--- Testo estratto ---

Pubblicata su «Il Manifesto» del 6 gennaio 2016
Nell’ultimo secolo il lavoro
salariato ha percorso un moto circolare che sembra averlo riportato alla
sua condizione iniziale di assoluta mancanza di potere sociale. Il volume di Graziano Merotto, La fabbrica rovesciata. Comunità e classi nei circuiti dell’elettrodomestico (DeriveApprodi,
euro 50) descrive questo lungo movimento, ricostruendo la vicenda
politica di una vasta porzione di classe operaia impiegata a produrre
elettrodomestici nel cuore del Nordest, ovvero dalla provincia di
Treviso fino a Pordenone. Come scrivono Ferruccio Gambino e Devi
Sacchetto in un’intensa postfazione, però, non siamo di fronte né a un
esercizio di sociologia del lavoro né alla storia sociale di un
distretto produttivo. Questa è la storia dell’altra Marghera, ovvero di un polo di insubordinazione operaia,
forse meno conosciuto ma che da molti decenni non si adegua alla
continue ristrutturazioni aziendali e alla deferenza che esse
pretendono.

--- Voci ---

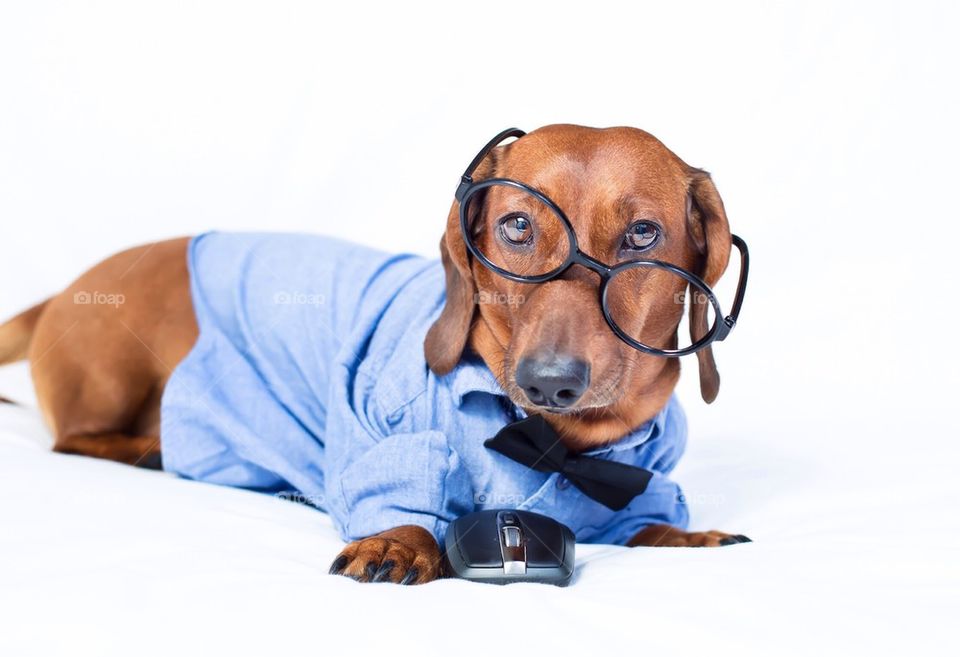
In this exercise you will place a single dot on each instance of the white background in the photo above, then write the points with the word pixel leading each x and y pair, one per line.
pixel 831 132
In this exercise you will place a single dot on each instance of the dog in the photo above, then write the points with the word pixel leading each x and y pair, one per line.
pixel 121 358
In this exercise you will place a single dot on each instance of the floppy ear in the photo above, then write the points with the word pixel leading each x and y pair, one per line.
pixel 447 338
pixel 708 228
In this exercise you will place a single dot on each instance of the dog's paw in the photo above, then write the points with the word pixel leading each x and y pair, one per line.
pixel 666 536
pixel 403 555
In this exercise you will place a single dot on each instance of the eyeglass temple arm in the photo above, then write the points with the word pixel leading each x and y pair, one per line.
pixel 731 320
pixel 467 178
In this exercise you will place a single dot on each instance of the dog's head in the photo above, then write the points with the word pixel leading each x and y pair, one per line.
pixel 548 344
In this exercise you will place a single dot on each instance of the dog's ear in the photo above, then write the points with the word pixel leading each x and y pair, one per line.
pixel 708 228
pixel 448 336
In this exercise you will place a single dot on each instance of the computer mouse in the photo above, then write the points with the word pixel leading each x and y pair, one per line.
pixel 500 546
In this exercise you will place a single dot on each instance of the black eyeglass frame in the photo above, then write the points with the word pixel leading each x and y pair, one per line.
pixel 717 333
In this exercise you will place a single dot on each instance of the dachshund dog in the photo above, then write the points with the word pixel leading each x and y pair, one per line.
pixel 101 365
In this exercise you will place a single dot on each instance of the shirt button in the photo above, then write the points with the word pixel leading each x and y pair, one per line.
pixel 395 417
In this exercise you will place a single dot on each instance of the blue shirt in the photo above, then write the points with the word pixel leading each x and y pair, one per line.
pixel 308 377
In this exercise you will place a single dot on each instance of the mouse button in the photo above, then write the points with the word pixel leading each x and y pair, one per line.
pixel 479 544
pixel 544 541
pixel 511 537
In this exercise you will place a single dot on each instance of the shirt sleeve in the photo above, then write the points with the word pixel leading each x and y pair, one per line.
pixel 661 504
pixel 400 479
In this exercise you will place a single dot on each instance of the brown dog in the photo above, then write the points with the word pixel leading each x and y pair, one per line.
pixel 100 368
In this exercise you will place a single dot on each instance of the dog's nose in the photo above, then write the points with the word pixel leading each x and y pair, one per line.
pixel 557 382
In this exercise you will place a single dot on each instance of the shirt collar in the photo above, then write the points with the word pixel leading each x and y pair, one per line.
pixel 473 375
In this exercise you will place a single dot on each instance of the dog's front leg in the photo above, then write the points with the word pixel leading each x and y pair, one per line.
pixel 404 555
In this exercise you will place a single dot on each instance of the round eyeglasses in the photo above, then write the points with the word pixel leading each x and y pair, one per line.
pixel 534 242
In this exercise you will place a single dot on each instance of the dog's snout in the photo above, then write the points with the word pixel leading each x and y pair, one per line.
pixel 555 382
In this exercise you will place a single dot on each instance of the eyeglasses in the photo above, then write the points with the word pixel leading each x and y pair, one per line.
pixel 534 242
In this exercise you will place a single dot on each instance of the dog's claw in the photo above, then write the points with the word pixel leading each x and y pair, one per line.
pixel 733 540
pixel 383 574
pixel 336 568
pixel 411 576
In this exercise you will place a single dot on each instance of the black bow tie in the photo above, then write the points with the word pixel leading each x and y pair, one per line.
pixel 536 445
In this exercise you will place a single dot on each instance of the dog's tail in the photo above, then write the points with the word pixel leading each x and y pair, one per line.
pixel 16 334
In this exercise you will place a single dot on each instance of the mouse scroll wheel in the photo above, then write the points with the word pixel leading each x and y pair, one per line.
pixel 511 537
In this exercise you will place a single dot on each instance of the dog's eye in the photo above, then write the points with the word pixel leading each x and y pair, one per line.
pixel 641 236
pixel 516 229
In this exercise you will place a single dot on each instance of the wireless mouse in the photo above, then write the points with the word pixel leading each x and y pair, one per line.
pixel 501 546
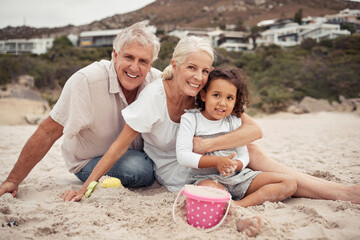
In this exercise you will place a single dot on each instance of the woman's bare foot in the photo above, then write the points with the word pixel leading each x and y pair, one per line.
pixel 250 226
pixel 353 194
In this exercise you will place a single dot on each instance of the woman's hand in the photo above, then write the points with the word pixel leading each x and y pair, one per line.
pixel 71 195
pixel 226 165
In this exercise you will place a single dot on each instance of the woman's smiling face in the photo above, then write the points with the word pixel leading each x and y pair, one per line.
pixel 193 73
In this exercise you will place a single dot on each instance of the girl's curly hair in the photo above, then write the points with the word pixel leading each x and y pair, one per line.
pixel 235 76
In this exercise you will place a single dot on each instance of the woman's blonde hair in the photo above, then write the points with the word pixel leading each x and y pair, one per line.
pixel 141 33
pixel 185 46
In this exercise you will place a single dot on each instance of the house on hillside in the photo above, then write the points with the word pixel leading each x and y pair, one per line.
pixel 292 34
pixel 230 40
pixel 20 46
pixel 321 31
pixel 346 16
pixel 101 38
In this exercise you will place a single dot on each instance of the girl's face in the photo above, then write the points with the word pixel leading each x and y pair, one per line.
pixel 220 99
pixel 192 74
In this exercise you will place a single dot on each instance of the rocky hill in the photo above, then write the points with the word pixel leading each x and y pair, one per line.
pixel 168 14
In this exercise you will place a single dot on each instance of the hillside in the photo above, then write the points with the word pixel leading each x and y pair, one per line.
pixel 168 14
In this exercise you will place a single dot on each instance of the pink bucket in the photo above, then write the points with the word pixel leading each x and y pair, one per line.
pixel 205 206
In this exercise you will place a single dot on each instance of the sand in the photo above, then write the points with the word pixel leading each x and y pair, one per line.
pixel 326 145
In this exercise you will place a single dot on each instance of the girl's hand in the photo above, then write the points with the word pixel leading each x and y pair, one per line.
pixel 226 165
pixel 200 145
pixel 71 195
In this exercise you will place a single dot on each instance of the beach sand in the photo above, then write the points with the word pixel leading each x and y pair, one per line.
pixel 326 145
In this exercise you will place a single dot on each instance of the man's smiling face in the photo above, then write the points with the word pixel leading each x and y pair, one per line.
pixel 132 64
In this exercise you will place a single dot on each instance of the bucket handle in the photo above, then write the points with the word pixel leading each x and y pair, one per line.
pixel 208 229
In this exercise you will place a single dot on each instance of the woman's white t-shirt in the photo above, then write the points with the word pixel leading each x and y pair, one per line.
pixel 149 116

---

**Compiti da svolgere**:
1. Stabilisca se ciascuna delle seguenti affermazioni concorda con la recensione de «La fabbrica rovesciata», rispondendo sì o no e riportando fra virgolette le parole del testo che lo stabiliscono: (a) il libro ricostruisce la vicenda di operai che producono elettrodomestici tra Treviso e Pordenone; (b) secondo Gambino e Sacchetto il volume è un esercizio di sociologia del lavoro; (c) la postfazione è firmata da Graziano Merotto.
2. Riprenda la recensione de «La fabbrica rovesciata» a partire dal punto in cui si interrompe.

**Risposte ai compiti**:
1.
(a) Sì: «ricostruendo la vicenda politica di una vasta porzione di classe operaia impiegata a produrre elettrodomestici nel cuore del Nordest, ovvero dalla provincia di Treviso fino a Pordenone».
(b) No: «non siamo di fronte né a un esercizio di sociologia del lavoro né alla storia sociale di un distretto produttivo».
(c) No: «Come scrivono Ferruccio Gambino e Devi Sacchetto in un’intensa postfazione».

2.
L’era dei metalmezzadri
Il processo di autentica conricerca
emerge nella scrittura di Merotto e dalle molte voci operaie che
restituiscono il senso politico della vicenda collettiva. La fabbrica
non è però né il punto di partenza né quello di arrivo di questa storia,
che ha come protagonista la rivolta del lavoro salariato. La fabbrica
non istituisce lo scontro sociale, ma permette di continuarlo con altri
mezzi. Il moto circolare del potere sociale del lavoro salariato va infatti da una precarietà all’altra.
Il punto di partenza è la precarietà dei contadini che accettano il
regime di fabbrica per liberarsi dalla condizione di mezzadri, fittavoli
o coltivatori diretti. La fabbrica consente loro di scegliersi il
padrone, liberandosi dal peso di tradizioni secolari e dalla fame.
A lungo sono stati chiamati «metalmezzadri», per indicare il rapporto
con il lavoro agricolo che spesso conservavano. La fabbrica è stata però
ancora l’alternativa all’emigrazione, praticata in massa in tutti
questi decenni per sfuggire tanto alla povertà quanto allo stesso regime
di fabbrica.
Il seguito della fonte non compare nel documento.